* **Exercise**:
When transcribing the entries, keep each one exactly as it is.

[Stored data]
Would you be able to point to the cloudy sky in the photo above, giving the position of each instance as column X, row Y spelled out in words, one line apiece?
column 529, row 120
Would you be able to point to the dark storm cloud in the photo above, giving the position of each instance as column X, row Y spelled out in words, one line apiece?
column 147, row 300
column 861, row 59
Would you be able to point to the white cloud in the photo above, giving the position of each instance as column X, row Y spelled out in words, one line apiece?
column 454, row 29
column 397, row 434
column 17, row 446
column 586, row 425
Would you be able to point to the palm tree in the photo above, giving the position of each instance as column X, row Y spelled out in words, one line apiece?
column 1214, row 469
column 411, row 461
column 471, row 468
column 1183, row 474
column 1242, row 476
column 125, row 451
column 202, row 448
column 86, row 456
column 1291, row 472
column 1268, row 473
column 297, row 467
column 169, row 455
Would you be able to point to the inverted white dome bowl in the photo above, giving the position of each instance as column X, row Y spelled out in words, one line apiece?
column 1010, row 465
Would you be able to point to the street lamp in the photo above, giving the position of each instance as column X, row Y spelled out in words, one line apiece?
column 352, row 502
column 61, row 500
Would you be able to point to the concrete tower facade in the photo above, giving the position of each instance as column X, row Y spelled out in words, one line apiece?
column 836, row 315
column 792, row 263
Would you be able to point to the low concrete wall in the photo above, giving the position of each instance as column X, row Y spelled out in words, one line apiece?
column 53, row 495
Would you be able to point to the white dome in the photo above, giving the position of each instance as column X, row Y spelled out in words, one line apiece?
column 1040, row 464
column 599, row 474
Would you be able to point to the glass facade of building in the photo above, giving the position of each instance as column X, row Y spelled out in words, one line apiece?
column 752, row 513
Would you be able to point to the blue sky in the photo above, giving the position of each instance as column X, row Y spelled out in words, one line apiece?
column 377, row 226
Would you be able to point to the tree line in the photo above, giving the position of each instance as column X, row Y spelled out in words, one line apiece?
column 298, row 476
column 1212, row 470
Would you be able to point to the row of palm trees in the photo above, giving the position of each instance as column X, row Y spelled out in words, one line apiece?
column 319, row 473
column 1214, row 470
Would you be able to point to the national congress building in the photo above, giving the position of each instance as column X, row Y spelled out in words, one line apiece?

* **Result of this exercise**:
Would you be able to point to the cloudy sky in the photo above, giving the position of each instance as column X, row Y spelled out in words, one line apiece?
column 529, row 120
Would you be able to point to the dark storm cloud in the photo above, giving the position of each instance as column X, row Y spelled out in words, one line apiece?
column 147, row 300
column 861, row 59
Would you be able to point to the white cloud in the photo above, giving the position of each instance as column X, row Y spelled out in words, one line apiece?
column 454, row 29
column 397, row 434
column 17, row 446
column 586, row 425
Would you be able to point to the palm tree in the photo above, giving the position of each instance as column X, row Y spelled out in words, one line apiece?
column 1214, row 469
column 411, row 461
column 471, row 468
column 1183, row 474
column 1242, row 476
column 125, row 451
column 202, row 448
column 86, row 456
column 1291, row 472
column 1268, row 473
column 297, row 467
column 169, row 455
Would you be able to point to the inverted white dome bowl in the photo above, giving the position of each instance as column X, row Y spelled out in words, one line apiece?
column 1010, row 465
Would you be able to point to the street lamp in the photo above, giving the position of each instance as column X, row Y spelled out in words, one line apiece?
column 352, row 502
column 61, row 500
Would you be able to point to the concrete tower facade in the photo above, giving the position of each instance as column X, row Y spelled out in words, one line apiece?
column 836, row 315
column 792, row 263
Would you be able to point to the low concrete wall in the photo above, giving the position of each instance as column X, row Y spelled out in words, one line apiece?
column 53, row 495
Would you be able to point to the white dome in the photo above, giving the position of each instance as column X, row Y spelled out in words, one line apiece?
column 1040, row 464
column 599, row 474
Would you be able to point to the glass facade of building in the photo above, giving the position of each instance as column X, row Y spelled out in words, one line apiece?
column 752, row 513
Would you be able to point to the blue sky in the photo above, giving the position of each instance as column X, row Y spelled out in words, one line apiece?
column 377, row 226
Would you be able to point to the tree line in the photo above, giving the position of each instance as column X, row Y spelled out in words, one line apiece?
column 298, row 476
column 1212, row 470
Would you be able to point to the row of palm trees in the photo above, giving the position of each instance as column X, row Y spelled out in words, one line apiece?
column 319, row 473
column 1214, row 470
Would you be able to point to the national congress building in the photo above, giving the position of each instance as column X, row Y spelled out in words, one line apiece?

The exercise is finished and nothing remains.